• [Description of the task]
Duplicate every line of the listing below verbatim.

[Mask labeling listing]
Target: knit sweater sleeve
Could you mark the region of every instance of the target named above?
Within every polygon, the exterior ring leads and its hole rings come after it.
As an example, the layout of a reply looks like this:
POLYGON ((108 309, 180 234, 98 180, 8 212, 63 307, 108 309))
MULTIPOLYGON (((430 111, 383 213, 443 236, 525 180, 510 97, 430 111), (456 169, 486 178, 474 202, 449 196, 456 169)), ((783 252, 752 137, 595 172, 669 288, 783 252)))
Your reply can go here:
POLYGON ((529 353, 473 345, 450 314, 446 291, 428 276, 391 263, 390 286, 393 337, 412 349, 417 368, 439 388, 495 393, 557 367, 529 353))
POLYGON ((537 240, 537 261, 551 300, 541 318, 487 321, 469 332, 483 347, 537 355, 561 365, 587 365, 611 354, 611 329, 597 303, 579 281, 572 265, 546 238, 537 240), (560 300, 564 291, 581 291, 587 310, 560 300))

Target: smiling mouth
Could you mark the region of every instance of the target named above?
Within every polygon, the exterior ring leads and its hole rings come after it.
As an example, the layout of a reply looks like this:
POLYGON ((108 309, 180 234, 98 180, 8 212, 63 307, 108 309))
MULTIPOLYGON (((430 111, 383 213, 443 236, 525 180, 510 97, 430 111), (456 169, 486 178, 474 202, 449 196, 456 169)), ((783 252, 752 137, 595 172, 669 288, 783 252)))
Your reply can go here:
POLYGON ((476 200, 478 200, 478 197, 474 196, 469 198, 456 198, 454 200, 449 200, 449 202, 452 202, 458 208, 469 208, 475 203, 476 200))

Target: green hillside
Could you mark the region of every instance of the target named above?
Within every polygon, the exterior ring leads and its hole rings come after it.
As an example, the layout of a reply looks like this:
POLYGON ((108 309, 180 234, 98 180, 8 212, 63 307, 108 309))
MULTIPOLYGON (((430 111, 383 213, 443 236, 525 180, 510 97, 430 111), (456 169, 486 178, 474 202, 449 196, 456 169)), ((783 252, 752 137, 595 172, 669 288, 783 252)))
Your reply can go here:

• [Solution]
Target: knit sweater sleeve
Could you mark the region of every instance of the target named above?
Within every polygon, the exterior ring leads and its hole rings come after it.
As an example, the layout of a reply looks like this:
POLYGON ((108 309, 180 234, 98 180, 8 212, 63 307, 108 309))
MULTIPOLYGON (((430 111, 383 213, 443 236, 525 180, 510 97, 430 111), (456 169, 486 178, 474 202, 449 196, 456 169)), ((783 252, 752 137, 595 172, 669 288, 783 252)))
Your reply can go here:
POLYGON ((529 353, 473 345, 450 314, 446 291, 428 276, 391 263, 390 286, 393 337, 412 349, 417 368, 439 388, 495 393, 557 367, 529 353))
POLYGON ((537 240, 537 261, 551 300, 541 318, 487 321, 469 332, 483 347, 537 355, 561 365, 587 365, 611 354, 611 329, 597 303, 579 281, 572 265, 546 238, 537 240), (560 300, 564 291, 581 291, 587 310, 560 300))

Target: smiling mouth
Could you mark the region of every instance of the target named above?
Within every polygon, the exterior ring leads and its hole rings come after it.
As an example, the layout of a reply looks like this:
POLYGON ((108 309, 180 234, 98 180, 8 212, 63 307, 108 309))
MULTIPOLYGON (((430 111, 383 213, 443 236, 525 180, 510 97, 430 111), (456 169, 486 178, 474 202, 449 196, 456 169)), ((783 252, 752 137, 595 172, 669 288, 783 252)))
Your reply can go here:
POLYGON ((476 200, 478 200, 478 197, 474 196, 469 198, 456 198, 454 200, 449 200, 449 202, 452 202, 458 208, 469 208, 475 203, 476 200))

Target: green hillside
Could you mark the region of every instance of the target named above?
Within every polygon, the exterior ring leads and its hole rings come after it.
As an example, the layout of a reply looks like this:
POLYGON ((108 309, 180 234, 98 180, 8 212, 63 307, 108 309))
MULTIPOLYGON (((430 111, 383 213, 443 236, 525 180, 510 97, 430 111), (456 169, 486 178, 474 202, 449 196, 456 169)), ((783 252, 752 137, 595 172, 669 288, 783 252)))
Your reply can go here:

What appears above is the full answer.